Your task:
In your answer, print every record exactly as it is written.

::: Records provided :::

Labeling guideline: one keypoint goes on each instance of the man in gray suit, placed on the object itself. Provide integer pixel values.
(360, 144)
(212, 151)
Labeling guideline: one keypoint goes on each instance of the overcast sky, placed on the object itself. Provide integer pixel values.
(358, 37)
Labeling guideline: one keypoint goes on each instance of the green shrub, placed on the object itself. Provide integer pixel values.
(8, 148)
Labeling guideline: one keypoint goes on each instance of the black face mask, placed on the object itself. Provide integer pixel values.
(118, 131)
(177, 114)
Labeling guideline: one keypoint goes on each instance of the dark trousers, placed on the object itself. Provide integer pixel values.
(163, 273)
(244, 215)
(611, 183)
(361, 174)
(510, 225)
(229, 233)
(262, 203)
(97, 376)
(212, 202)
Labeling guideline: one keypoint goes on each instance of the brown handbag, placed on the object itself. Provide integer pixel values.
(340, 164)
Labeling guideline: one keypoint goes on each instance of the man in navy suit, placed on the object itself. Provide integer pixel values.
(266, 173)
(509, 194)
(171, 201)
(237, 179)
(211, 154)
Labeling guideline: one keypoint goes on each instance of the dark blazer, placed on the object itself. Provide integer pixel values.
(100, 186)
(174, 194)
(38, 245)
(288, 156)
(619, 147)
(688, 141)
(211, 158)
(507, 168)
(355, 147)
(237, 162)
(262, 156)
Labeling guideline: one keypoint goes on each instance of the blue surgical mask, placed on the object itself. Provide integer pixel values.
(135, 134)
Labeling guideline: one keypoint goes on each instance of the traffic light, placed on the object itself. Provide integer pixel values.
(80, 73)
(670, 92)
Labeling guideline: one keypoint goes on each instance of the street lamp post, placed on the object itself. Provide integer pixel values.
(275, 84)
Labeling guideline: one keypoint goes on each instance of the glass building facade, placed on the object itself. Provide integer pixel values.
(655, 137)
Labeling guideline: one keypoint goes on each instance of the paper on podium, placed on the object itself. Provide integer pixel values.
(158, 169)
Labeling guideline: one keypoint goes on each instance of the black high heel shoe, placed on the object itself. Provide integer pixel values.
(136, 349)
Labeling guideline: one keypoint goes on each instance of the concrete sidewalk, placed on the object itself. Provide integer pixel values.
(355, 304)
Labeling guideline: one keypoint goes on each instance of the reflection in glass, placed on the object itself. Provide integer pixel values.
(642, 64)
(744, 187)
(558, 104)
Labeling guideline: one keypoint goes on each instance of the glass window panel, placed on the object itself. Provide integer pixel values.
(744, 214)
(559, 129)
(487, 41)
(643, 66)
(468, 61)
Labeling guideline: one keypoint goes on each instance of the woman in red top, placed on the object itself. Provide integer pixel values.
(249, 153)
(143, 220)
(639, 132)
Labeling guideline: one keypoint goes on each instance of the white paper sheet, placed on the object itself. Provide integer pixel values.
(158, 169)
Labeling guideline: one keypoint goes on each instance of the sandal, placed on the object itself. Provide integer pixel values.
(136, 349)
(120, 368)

:::

Answer for this exercise:
Labeling guideline: one keypoint goes on each instance of the man in gray suit, placed on the object itself. Provide integer pixel values.
(360, 144)
(212, 151)
Labeling guideline: one keypoint goes on each instance of the overcast sky, placed on the object itself. Provide integer pixel values.
(358, 37)
Labeling guideline: one keypoint goes on each instance of the green shrub, placed on the object itself. Provide integer pixel values.
(8, 148)
Labeling guideline: one keypoint goes on each instance of the black face mask, placed on the object itself. Provide integer pixel values.
(118, 131)
(177, 114)
Labeling guideline: one keypoint goes on each instance of the dark trousers, placed on the object itself. Provide integer pixel values.
(163, 273)
(244, 215)
(611, 183)
(361, 174)
(510, 225)
(229, 233)
(262, 203)
(97, 376)
(212, 202)
Labeling guideline: one keypoint goes on each instance of the brown handbag, placed on the object itself. Provide integer pixel values.
(340, 164)
Labeling guideline: one keypoint goes on each instance of the man in navy suit, placed on the object itself. Provide integer pixel values.
(266, 173)
(509, 194)
(171, 201)
(237, 179)
(211, 154)
Labeling guideline: one keypoint goes on each instance of the dark blazer, placed on the object itself. Provide integer pixel values.
(100, 186)
(174, 194)
(38, 245)
(288, 156)
(619, 147)
(688, 141)
(211, 158)
(507, 168)
(355, 147)
(237, 162)
(262, 156)
Labeling guideline: one keypoint goes on each instance of the blue surgical mask, placed on the object itself. Provide integer pixel values.
(135, 134)
Labeling guideline: one keypoint goes on each instance of the traffic light, placed on the object itself. Provide integer pixel values.
(80, 73)
(670, 92)
Labeling guideline: one keypoint goes on each instance of the street lamp post, placed on the object itself. Provide integer pixel values.
(275, 84)
Labeling guideline: one keypoint goes on each instance of the glass building facade, placed on the object itself. Provide integer pixel values.
(655, 137)
Labeling guideline: one keypoint goes on each instance of the paper on podium, placed on the object itself. Provide integer pixel values.
(158, 169)
Labeling guideline: one keypoint goes on each instance of the black high heel shoe, placed on the object itself. Provide integer pixel values.
(136, 349)
Labeling guideline: one keypoint goes on each instance of the concrete sidewalk, placed on the object itself. Provide integer pixel values.
(355, 304)
Labeling guideline: one keypoint goes on each instance of the reflection in glass, placed on the object itself. Provide integer pixel values.
(642, 64)
(744, 187)
(558, 104)
Labeling guideline: one keypoint goes on each instance of the glass window panel, placed on the object itself. Provide integer pixel values.
(744, 214)
(559, 129)
(487, 41)
(643, 66)
(468, 61)
Labeling guideline: one keypoint goes on each instance of the woman in red top, placed on the object itself. Provide integer pixel values.
(249, 153)
(143, 220)
(639, 132)
Labeling guideline: one keypoint goes on each instance of the white paper sheet, placed on the object itself. Provide integer pixel values.
(158, 169)
Labeling guideline: one keypoint goes on each instance of the sandal, placed on the object itself. Provide integer pixel values.
(136, 349)
(120, 368)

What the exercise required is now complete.